━━━━━ DATA IN THIS EXERCISE

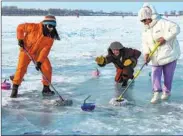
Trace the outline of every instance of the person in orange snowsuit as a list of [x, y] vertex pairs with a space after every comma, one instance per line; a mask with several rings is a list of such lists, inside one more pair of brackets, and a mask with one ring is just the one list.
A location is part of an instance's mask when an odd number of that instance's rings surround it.
[[[17, 39], [20, 48], [18, 66], [13, 78], [11, 98], [16, 98], [18, 87], [21, 84], [27, 67], [30, 63], [29, 56], [25, 53], [26, 49], [30, 56], [35, 60], [36, 70], [42, 73], [51, 83], [52, 67], [48, 59], [48, 54], [54, 40], [60, 40], [56, 30], [56, 18], [52, 15], [45, 16], [40, 23], [24, 23], [17, 27]], [[49, 83], [42, 77], [43, 95], [54, 95], [50, 90]]]

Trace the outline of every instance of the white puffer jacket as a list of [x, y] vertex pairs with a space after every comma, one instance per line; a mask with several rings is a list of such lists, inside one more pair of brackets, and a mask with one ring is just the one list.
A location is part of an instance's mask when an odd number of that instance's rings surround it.
[[154, 41], [164, 37], [166, 43], [159, 46], [151, 58], [152, 65], [168, 64], [180, 57], [181, 51], [176, 36], [180, 27], [169, 20], [156, 17], [149, 26], [145, 26], [142, 33], [143, 54], [149, 54], [154, 48]]

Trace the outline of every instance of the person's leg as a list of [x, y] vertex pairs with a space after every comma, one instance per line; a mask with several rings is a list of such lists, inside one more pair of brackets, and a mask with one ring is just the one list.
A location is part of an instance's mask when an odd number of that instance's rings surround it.
[[115, 98], [118, 98], [122, 93], [121, 83], [115, 82]]
[[163, 85], [163, 95], [162, 99], [167, 99], [170, 95], [172, 88], [173, 75], [176, 68], [177, 61], [173, 61], [163, 66], [163, 76], [164, 76], [164, 85]]
[[[45, 79], [44, 76], [42, 76], [43, 95], [54, 95], [55, 93], [51, 91], [49, 88], [49, 83], [51, 83], [51, 78], [52, 78], [52, 67], [48, 58], [46, 58], [46, 60], [42, 63], [41, 71], [43, 75], [47, 78]], [[49, 83], [47, 80], [49, 81]]]
[[162, 66], [152, 66], [151, 82], [153, 92], [162, 92], [161, 76]]
[[24, 51], [20, 51], [17, 70], [13, 78], [13, 87], [10, 97], [16, 98], [18, 94], [18, 86], [21, 84], [22, 79], [27, 71], [30, 59]]
[[151, 99], [151, 103], [156, 103], [159, 100], [159, 93], [162, 91], [161, 76], [162, 76], [162, 67], [152, 66], [151, 81], [152, 81], [153, 97]]

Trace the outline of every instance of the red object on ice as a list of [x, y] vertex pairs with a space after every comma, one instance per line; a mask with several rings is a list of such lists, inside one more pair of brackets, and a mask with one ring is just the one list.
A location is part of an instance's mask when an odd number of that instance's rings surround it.
[[6, 82], [6, 80], [5, 80], [3, 83], [1, 83], [1, 89], [9, 90], [9, 89], [11, 89], [11, 84]]
[[92, 76], [93, 76], [93, 77], [98, 77], [98, 76], [100, 76], [99, 70], [97, 69], [96, 71], [93, 71], [93, 72], [92, 72]]

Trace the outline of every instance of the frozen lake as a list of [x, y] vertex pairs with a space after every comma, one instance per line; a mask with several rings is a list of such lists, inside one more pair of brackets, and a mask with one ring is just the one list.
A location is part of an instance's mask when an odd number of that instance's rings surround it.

━━━━━━━━━━

SHORT EXERCISE.
Repeat exactly the lines starting at the line with "Trace the outline of every instance of the red" and ending with the final line of the entries. Include nothing else.

RESULT.
Trace the outline of every instance of the red object on ice as a list of [x, y] vertex pairs with a space after every comma, one instance per line; a mask with several rings is a list of such lists, inside one more pair of brackets, and a mask with one ring is just the one list.
A location is part of an instance's mask when an odd number of that instance's rings surround it.
[[6, 82], [6, 80], [5, 80], [3, 83], [1, 83], [1, 89], [9, 90], [9, 89], [11, 89], [11, 84]]
[[92, 76], [93, 76], [93, 77], [98, 77], [98, 76], [100, 76], [99, 70], [97, 69], [96, 71], [93, 71], [93, 72], [92, 72]]

Trace the outline of every instance of the frozen lake as a list of [x, y] vertex pairs with a space after every comma, one instance per line; a mask with several rings is a list of such lists, inside one more pair of brackets, and a mask with one ring is just the one list.
A location is part of an instance's mask when an odd number of that instance's rings surround it.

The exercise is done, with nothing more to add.